What needs to be done: Please gather every line of the rows below that contains the word "garden", and copy each one without changes.

Working data:
--- --- ---
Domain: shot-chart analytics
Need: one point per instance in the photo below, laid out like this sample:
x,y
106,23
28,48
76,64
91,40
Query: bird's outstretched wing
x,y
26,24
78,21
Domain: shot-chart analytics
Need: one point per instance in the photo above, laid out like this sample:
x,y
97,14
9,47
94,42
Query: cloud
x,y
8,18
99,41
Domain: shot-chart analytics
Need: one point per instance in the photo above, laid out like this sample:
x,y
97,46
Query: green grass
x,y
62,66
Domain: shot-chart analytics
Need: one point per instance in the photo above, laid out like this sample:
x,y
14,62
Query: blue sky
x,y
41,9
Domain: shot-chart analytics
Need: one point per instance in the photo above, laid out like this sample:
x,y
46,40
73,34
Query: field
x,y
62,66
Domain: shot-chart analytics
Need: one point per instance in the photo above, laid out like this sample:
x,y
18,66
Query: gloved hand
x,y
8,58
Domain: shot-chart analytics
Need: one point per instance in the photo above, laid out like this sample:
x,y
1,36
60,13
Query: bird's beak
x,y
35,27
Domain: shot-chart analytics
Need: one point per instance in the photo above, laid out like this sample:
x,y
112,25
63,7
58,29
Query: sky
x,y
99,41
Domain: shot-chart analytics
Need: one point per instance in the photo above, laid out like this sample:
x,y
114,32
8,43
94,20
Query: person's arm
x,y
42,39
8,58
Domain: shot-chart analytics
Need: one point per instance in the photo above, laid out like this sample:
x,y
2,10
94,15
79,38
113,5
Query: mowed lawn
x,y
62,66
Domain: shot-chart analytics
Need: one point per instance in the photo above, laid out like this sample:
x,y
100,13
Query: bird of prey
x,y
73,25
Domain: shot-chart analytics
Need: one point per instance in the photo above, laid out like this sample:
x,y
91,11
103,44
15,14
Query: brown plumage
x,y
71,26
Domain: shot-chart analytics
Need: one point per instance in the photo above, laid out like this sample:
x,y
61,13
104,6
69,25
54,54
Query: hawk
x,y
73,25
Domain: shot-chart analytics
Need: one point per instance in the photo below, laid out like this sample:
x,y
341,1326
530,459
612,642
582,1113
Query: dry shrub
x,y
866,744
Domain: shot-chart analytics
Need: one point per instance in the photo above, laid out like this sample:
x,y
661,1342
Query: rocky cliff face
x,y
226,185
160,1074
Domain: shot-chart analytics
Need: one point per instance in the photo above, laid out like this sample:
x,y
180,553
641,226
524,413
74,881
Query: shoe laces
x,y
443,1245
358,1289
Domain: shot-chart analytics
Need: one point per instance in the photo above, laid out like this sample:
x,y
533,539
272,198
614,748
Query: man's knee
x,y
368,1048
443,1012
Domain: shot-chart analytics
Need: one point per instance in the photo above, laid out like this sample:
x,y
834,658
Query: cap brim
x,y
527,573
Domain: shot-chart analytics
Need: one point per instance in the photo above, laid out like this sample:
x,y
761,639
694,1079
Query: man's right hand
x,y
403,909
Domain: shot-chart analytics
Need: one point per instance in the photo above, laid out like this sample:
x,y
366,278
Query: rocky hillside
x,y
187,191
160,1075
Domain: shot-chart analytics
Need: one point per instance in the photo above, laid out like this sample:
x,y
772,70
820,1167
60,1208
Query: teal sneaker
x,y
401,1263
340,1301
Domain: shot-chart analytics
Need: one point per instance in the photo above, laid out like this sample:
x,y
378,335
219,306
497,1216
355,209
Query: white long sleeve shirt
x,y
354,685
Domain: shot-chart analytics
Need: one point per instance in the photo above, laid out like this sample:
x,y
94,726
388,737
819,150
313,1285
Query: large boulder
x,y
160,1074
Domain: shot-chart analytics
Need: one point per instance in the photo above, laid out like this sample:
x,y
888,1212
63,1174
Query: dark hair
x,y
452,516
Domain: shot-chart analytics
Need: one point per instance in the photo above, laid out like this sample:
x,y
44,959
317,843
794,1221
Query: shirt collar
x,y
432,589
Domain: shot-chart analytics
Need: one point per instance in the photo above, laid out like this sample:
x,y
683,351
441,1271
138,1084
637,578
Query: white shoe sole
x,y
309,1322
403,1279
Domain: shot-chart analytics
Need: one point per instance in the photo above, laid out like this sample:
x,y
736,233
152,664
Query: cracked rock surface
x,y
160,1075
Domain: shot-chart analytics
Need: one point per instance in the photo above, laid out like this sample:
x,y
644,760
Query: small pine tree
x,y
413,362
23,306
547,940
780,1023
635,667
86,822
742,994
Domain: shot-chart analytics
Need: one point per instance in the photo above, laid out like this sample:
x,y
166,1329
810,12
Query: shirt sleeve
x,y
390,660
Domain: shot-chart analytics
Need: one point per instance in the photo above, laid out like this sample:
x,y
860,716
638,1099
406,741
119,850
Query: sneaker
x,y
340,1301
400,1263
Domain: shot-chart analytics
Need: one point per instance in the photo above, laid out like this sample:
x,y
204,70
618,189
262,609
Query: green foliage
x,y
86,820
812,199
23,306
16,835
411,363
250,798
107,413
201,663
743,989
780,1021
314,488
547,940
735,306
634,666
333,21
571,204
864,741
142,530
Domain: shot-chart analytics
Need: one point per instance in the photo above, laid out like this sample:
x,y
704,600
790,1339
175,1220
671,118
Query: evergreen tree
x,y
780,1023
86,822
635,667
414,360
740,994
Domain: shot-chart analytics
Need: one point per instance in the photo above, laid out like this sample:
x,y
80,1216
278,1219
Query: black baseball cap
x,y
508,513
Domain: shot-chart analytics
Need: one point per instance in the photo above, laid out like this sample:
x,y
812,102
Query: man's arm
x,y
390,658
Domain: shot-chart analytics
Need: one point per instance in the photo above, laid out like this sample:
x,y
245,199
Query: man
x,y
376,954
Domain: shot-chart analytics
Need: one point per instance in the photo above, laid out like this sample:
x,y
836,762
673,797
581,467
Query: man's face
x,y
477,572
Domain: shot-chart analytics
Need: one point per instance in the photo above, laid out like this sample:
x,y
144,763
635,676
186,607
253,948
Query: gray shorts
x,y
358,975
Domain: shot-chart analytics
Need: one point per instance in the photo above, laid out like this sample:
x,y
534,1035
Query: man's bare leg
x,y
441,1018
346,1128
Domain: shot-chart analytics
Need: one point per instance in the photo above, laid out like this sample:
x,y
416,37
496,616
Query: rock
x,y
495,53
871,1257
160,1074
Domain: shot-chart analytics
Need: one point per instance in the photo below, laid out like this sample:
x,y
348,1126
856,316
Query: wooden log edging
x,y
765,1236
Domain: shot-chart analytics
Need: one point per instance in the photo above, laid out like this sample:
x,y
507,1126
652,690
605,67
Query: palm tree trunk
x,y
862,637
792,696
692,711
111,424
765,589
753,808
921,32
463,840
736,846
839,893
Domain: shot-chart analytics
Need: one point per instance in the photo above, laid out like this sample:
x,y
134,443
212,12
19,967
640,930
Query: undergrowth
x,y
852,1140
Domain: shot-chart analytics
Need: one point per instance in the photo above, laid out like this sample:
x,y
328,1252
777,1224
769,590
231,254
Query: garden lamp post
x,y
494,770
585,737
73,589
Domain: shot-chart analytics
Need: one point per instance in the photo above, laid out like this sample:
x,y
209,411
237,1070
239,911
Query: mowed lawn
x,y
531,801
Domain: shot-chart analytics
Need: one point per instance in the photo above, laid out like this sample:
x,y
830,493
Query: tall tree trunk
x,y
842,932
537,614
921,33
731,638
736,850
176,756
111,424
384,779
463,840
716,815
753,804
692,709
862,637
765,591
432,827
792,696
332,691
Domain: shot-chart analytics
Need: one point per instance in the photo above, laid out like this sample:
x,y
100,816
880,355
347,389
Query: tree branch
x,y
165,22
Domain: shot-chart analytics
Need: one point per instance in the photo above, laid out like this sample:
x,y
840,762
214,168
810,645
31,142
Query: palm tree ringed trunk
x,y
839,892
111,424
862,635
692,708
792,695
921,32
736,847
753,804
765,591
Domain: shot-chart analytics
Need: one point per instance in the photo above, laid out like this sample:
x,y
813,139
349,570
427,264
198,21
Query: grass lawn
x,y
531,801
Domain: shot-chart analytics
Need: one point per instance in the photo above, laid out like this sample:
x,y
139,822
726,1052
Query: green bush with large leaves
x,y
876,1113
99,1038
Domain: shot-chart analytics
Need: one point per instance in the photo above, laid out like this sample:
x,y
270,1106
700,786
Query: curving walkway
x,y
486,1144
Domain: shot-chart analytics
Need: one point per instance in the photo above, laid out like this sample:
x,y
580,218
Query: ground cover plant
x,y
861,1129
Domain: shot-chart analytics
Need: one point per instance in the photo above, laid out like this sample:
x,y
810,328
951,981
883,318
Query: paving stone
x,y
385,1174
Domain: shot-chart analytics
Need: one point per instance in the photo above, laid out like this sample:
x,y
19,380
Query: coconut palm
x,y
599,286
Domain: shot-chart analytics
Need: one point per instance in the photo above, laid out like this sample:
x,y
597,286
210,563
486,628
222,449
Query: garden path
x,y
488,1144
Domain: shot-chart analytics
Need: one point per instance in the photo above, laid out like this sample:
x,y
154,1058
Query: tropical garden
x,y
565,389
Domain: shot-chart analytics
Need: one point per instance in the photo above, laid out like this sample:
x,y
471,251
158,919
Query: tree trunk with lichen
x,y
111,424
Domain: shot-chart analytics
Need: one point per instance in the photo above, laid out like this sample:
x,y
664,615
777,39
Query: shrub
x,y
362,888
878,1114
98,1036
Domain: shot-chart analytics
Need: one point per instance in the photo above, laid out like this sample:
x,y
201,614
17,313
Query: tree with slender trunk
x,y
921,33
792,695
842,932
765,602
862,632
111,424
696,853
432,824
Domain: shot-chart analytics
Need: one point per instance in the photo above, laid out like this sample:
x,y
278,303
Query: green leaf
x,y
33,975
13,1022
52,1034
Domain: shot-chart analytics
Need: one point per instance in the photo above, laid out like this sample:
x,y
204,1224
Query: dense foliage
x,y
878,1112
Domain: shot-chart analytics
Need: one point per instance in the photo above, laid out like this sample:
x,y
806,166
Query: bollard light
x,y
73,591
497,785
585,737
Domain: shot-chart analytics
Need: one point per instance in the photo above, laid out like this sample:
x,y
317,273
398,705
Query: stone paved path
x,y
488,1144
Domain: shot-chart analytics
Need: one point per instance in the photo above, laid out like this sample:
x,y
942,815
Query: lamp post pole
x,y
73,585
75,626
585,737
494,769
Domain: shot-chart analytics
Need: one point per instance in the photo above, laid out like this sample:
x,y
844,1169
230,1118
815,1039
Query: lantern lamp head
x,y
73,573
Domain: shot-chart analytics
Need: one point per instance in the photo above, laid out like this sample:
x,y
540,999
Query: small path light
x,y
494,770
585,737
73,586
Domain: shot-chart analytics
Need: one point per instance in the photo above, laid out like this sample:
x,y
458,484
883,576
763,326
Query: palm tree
--- --- ---
The output:
Query: garden lamp post
Query: garden path
Query: tropical garden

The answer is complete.